— WORK ITEM —
Within the records below, repeat each line exactly but keep every picture out of the copy.

[Image point grounding data]
===============

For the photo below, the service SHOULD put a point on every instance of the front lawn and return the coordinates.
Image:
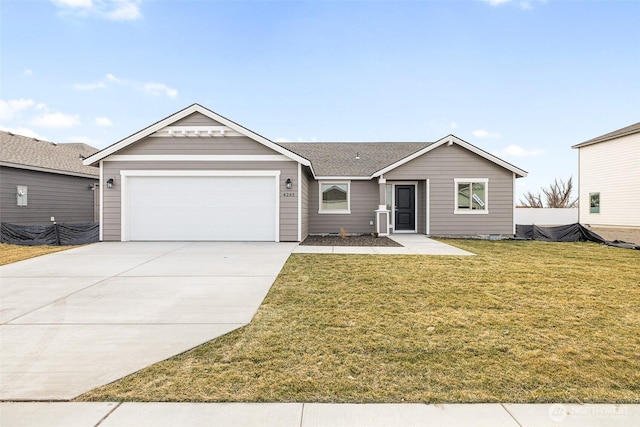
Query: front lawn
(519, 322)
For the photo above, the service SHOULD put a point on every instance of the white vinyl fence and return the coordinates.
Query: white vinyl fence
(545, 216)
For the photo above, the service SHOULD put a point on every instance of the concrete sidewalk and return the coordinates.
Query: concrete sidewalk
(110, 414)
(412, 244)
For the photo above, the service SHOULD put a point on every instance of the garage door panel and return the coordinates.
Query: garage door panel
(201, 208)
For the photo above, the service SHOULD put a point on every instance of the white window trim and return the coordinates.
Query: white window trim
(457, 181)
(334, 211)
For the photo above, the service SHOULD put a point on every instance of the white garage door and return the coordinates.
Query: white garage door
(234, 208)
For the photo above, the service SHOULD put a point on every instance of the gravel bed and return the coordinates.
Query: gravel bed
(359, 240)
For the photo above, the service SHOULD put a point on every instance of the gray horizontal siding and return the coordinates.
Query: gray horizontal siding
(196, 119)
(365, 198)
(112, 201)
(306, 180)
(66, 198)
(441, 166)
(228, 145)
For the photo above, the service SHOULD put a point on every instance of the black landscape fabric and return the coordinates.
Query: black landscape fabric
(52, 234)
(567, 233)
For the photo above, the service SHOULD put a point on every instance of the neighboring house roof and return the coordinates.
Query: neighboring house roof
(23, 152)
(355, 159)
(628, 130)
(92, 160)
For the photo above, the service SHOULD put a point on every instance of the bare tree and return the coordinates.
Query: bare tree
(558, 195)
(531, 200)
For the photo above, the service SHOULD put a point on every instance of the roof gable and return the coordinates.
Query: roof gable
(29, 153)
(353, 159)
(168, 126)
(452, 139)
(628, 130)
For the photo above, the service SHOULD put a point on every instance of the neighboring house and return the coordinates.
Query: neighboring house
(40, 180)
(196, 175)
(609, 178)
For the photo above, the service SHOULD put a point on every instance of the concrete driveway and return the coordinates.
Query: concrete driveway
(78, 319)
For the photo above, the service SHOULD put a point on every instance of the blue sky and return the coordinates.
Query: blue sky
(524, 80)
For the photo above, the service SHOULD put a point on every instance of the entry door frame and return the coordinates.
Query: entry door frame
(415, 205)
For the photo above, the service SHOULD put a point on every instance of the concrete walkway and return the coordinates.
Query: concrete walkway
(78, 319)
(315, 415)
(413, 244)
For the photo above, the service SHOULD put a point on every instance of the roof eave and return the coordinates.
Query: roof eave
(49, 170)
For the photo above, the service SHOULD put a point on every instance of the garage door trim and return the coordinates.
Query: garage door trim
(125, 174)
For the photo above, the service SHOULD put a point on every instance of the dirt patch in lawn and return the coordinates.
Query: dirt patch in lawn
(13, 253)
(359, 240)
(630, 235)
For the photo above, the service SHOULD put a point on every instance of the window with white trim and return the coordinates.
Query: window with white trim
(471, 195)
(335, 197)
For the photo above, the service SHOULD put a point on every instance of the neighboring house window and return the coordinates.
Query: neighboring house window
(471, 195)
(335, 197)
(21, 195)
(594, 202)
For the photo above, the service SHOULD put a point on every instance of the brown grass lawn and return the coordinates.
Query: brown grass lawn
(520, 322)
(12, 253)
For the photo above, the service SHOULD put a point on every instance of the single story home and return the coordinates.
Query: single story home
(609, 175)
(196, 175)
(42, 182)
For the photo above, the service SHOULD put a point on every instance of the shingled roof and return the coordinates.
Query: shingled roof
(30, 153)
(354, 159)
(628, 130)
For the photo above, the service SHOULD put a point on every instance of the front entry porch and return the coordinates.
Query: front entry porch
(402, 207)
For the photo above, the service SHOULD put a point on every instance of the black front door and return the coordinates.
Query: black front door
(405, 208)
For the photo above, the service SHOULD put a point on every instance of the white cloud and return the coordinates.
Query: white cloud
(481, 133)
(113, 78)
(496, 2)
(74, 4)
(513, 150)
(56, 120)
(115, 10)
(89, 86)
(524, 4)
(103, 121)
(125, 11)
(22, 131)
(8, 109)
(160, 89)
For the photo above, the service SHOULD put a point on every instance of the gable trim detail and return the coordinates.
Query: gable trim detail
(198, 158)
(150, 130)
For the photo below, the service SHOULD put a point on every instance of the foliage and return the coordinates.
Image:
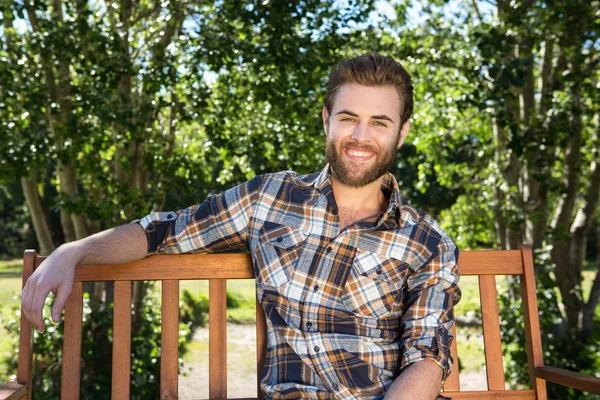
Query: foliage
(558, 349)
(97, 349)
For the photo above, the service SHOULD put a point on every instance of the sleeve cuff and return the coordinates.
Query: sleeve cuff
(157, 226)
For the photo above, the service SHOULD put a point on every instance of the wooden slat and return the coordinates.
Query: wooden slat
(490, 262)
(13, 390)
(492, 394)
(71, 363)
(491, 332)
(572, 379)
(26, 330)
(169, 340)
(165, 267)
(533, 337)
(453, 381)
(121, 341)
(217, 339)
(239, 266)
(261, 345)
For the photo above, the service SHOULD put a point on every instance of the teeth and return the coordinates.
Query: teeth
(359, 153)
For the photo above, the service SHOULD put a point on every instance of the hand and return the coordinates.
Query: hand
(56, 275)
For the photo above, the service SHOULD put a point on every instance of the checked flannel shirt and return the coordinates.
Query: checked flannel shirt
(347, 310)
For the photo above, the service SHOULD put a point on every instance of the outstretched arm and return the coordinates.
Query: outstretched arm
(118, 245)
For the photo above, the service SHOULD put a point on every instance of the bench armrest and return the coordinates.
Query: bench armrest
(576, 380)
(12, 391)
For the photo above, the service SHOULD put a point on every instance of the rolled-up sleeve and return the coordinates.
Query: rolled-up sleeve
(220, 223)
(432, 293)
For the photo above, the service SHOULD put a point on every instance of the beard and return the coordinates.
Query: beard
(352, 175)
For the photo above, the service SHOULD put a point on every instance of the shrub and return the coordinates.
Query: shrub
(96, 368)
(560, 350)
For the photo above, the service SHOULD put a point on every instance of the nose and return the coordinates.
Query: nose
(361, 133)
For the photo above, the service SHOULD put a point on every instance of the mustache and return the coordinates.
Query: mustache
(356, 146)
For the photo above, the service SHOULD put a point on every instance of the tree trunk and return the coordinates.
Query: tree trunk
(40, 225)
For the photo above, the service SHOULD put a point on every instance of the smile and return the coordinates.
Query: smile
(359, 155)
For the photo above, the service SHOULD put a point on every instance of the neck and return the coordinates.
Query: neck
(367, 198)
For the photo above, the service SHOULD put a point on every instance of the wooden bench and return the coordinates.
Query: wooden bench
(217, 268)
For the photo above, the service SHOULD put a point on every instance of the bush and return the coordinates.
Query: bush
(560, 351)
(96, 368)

===============

— ANSWER TO THIS PROBLEM —
For the photo below, the service SHOULD put a point on every instance of the front lawn and return the coordinates.
Image:
Query: front lawn
(519, 322)
For the photo above, the service SHOULD put a point on every instance of the white vinyl fence and return the coordinates.
Query: white vinyl fence
(545, 216)
For the photo above, the service SHOULD put a point on every instance of the concrete sidewalk and return the coordinates.
Query: concrete sidewalk
(110, 414)
(412, 244)
For the photo above, the service SHOULD put a point on every instance of the garage door panel and return the coordinates.
Query: garage door panel
(201, 208)
For the photo above, the service SHOULD put a point on every instance of the white window trim and return the coordinates.
Query: white window trim
(457, 181)
(334, 211)
For the photo above, the service SHOULD put a point on every instance of the white garage door and return the coordinates.
Query: white garage door
(234, 208)
For the photo above, the service SHOULD put a point on every instance of the gravel bed and return the coordinates.
Query: gravel bed
(359, 240)
For the photo above, the service SHOULD put a point on every instance of the gray horizontal siding and return the coordinates.
Query: gray horizontal siding
(196, 119)
(365, 198)
(112, 201)
(306, 180)
(66, 198)
(441, 166)
(228, 145)
For the photo above, the service SHOULD put a point on every instance of the black landscape fabric and return the coordinates.
Query: black landscape fabric
(52, 234)
(567, 233)
For the photo above, the service SHOULD put a point on every instance of the neighboring house roof and return the coordinates.
Query: neighboring house roof
(23, 152)
(355, 159)
(628, 130)
(92, 160)
For the photo above, the service SHOULD put a point on every instance of the bare tree and return the coordinates.
Query: bare tree
(558, 195)
(531, 200)
For the photo above, the service SHOULD put a point on every instance of the roof gable and return the coordinates.
Query: roof gable
(29, 153)
(353, 159)
(168, 126)
(452, 139)
(628, 130)
For the photo above, the service SHOULD put a point on every instance of the neighboring house and return the coordinates.
Query: neighboring house
(40, 180)
(196, 175)
(609, 178)
For the photo above, the service SHOULD put a point on every instance of the concrete driveway and return the coordinates.
Query: concrete driveway
(78, 319)
For the photo above, the service SHOULD put a point on every instance of the blue sky and return the coordinates.
Query: blue sky
(524, 80)
For the photo above, the service SHOULD put a point on every instance of the entry door frame and return the coordinates.
Query: entry door frame
(415, 205)
For the photo above, the service SHOULD put a point on every instance of the concrete walkway and return the coordinates.
Query: concrete walkway
(78, 319)
(315, 415)
(413, 244)
For the photo above, the service SHOULD put a point on every instance of the roof eave and return the coordinates.
Query: roof eave
(49, 170)
For the photo above, the service SHOULD put a point on every instance of the garage door trim and return the coordinates.
Query: garage door trim
(125, 174)
For the photo above, the service SHOULD put a point on every instance of the dirt patch in lawn and return the coordinates.
Query: dirt patch in lawn
(13, 253)
(359, 240)
(630, 235)
For the photo above, the service SHOULD put a point on every instance of the window with white trim and return the coordinates.
Query: window with white trim
(471, 195)
(335, 197)
For the photo above, the service SHOULD put a point on every instance of the neighboring house window and return the coordinates.
Query: neighboring house window
(471, 195)
(335, 197)
(21, 195)
(594, 202)
For the photo above, the service SHOULD put a point on every instance of the brown grass lawn and return the coordinates.
Query: brown grass lawn
(520, 322)
(12, 253)
For the photo above, the service SHOULD put a point on every instance of the single story home and return the coordinates.
Query: single story home
(609, 175)
(196, 175)
(42, 182)
For the photo above, the service SHOULD put a point on every instance of the shingled roof and return the coordinates.
Query: shingled roof
(30, 153)
(354, 159)
(628, 130)
For the photo above, the service SHOULD put a point on every instance of the front entry porch and return the coordinates.
Query: front entry porch
(402, 207)
For the photo above, the service SHOULD put a point on every instance of the black front door and return the coordinates.
Query: black front door
(405, 208)
For the photo above, the service SHOULD put a point on every instance of the white cloud and return the coordinates.
Query: white cloud
(481, 133)
(113, 78)
(496, 2)
(74, 4)
(513, 150)
(56, 120)
(115, 10)
(89, 86)
(524, 4)
(103, 121)
(125, 11)
(22, 131)
(8, 109)
(160, 89)
For the photo above, the service SHOULD put a point on every instance of the gable trim detail and return the coordinates.
Query: gable trim detail
(198, 158)
(150, 130)
For the photo below, the service SHOULD put a point on every instance of the foliage and return the coordinates.
Image:
Query: foliage
(558, 349)
(97, 349)
For the photo above, the service SHOULD put a point on every instance of the sleeve cuff and return the coordinates.
Query: sleeve cuff
(157, 226)
For the photo above, the service SHOULD put a point on every instance of the wooden slat and return the coordinates.
Query: wooden slat
(490, 262)
(13, 390)
(492, 394)
(71, 363)
(491, 332)
(572, 379)
(26, 330)
(169, 340)
(165, 267)
(533, 337)
(453, 381)
(121, 341)
(217, 339)
(239, 266)
(261, 345)
For the photo above, the service SHOULD put a point on every instance of the teeth and return the coordinates.
Query: teeth
(359, 153)
For the photo above, the service SHOULD put a point on every instance of the hand and return the coordinates.
Query: hand
(56, 275)
For the photo above, the service SHOULD put a point on every instance of the checked flannel shirt and return the coordinates.
Query: checked flannel shirt
(347, 310)
For the photo above, the service SHOULD put a point on every instance of the outstretched arm and return the coordinates.
Query: outstretched arm
(118, 245)
For the photo above, the service SHOULD put a point on every instance of the bench armrest and return the coordinates.
Query: bench armrest
(576, 380)
(12, 391)
For the photo above, the service SHOULD put a point on every instance of the rolled-up sleeve and return the coordinates.
Query: rolled-up sleeve
(220, 223)
(432, 293)
For the photo above, the service SHOULD put a point on every instance of the beard and return the coordinates.
Query: beard
(352, 175)
For the photo above, the service SHOULD put a point on every instance of the shrub and return the coordinates.
Query: shrub
(96, 368)
(560, 350)
For the photo above, the service SHOULD put a point on every instance of the nose and return the coordinates.
Query: nose
(361, 133)
For the photo above, the service SHOULD put a point on every instance of the mustache and return the coordinates.
Query: mustache
(356, 146)
For the photo above, the service SHOULD put a point on every instance of the tree trunk and return the coordinates.
Query: tree trunk
(40, 225)
For the photo above, the service SHOULD put a point on every instance of the smile and return the coordinates.
Query: smile
(359, 155)
For the photo above, the service SHOULD put a point on every instance of the neck and return the coordinates.
Query: neck
(367, 198)
For the photo above, the service SHOULD put a point on every instance of the wooden bench and return the coordinates.
Query: wooden bench
(217, 268)
For the photo above, the service SHOULD put a point on every instance of the bush and return the coordinates.
Query: bush
(560, 351)
(96, 368)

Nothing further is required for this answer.